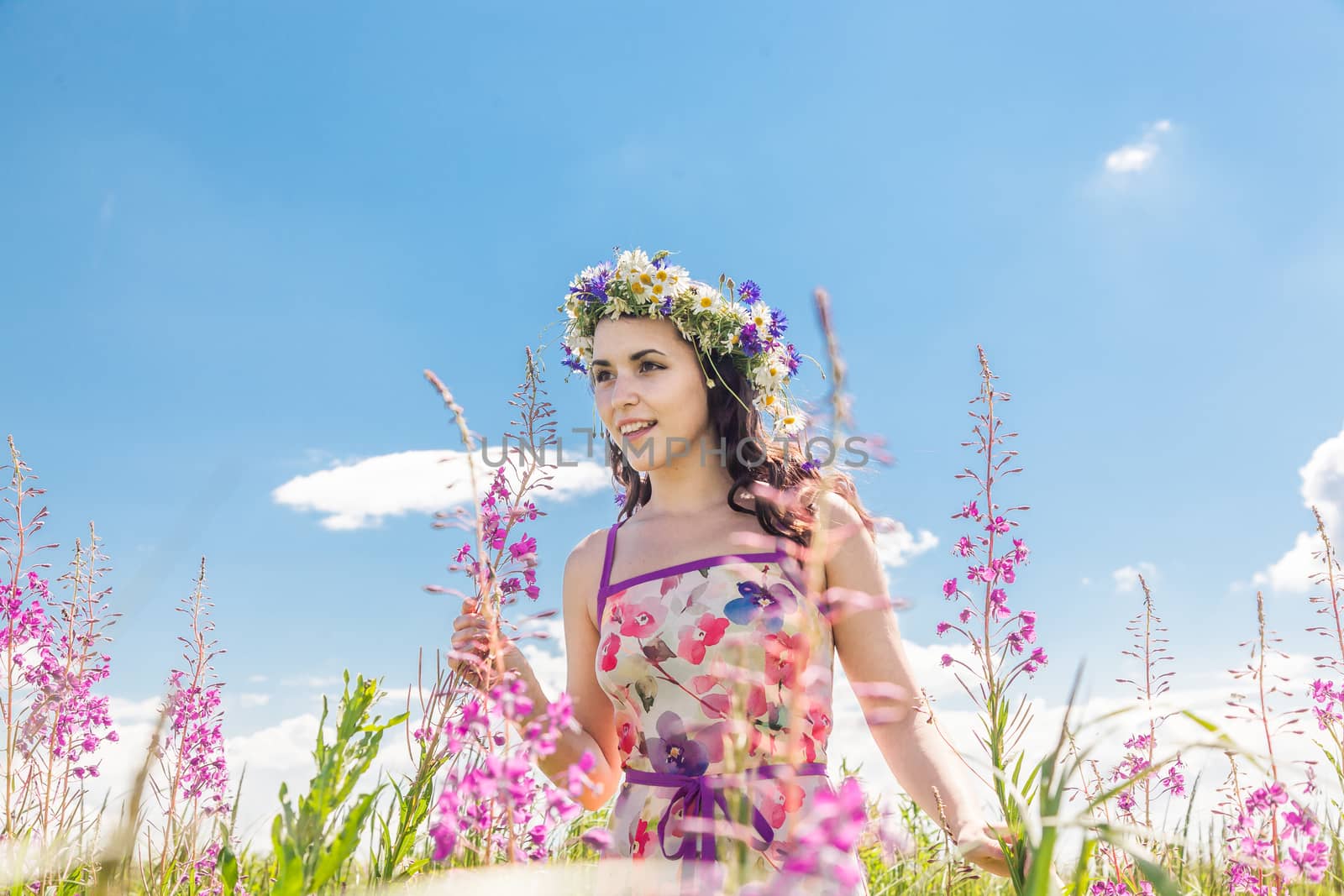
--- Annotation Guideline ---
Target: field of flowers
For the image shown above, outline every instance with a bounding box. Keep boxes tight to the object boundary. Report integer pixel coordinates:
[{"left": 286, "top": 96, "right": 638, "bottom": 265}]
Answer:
[{"left": 0, "top": 291, "right": 1344, "bottom": 896}]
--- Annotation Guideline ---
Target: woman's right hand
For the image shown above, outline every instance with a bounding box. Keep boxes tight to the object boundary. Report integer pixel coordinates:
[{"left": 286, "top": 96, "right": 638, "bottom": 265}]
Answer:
[{"left": 449, "top": 598, "right": 533, "bottom": 693}]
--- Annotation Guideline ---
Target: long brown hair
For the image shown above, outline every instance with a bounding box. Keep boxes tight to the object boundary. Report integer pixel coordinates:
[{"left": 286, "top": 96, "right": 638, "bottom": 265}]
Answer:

==============================

Problem details » Copy out all the entries above with "Target" replaced by "Object" wherever it occurs, changing nothing else and leaving out the pictures.

Worked solution »
--- Annotation Guideline ---
Object: field of flowers
For the image shown above, outline every instance with a bounding box. Keep boxes tight to the object boundary. Report integer pixel coordinates:
[{"left": 286, "top": 96, "right": 638, "bottom": 265}]
Answer:
[{"left": 0, "top": 291, "right": 1344, "bottom": 896}]
--- Annotation Guideline ---
Object: woman's right hand
For the image shown above, outline every instance with a bounding box. Keep boxes tight to the object boundary. Report integer pixel coordinates:
[{"left": 286, "top": 96, "right": 638, "bottom": 265}]
Answer:
[{"left": 449, "top": 598, "right": 533, "bottom": 693}]
--- Annotation Guideline ---
Object: long brown hair
For the image shown above, outline every instance with a bounding box. Keep boxes tight to the object boundary. Report integer pixel coordinates:
[{"left": 286, "top": 96, "right": 638, "bottom": 265}]
Answer:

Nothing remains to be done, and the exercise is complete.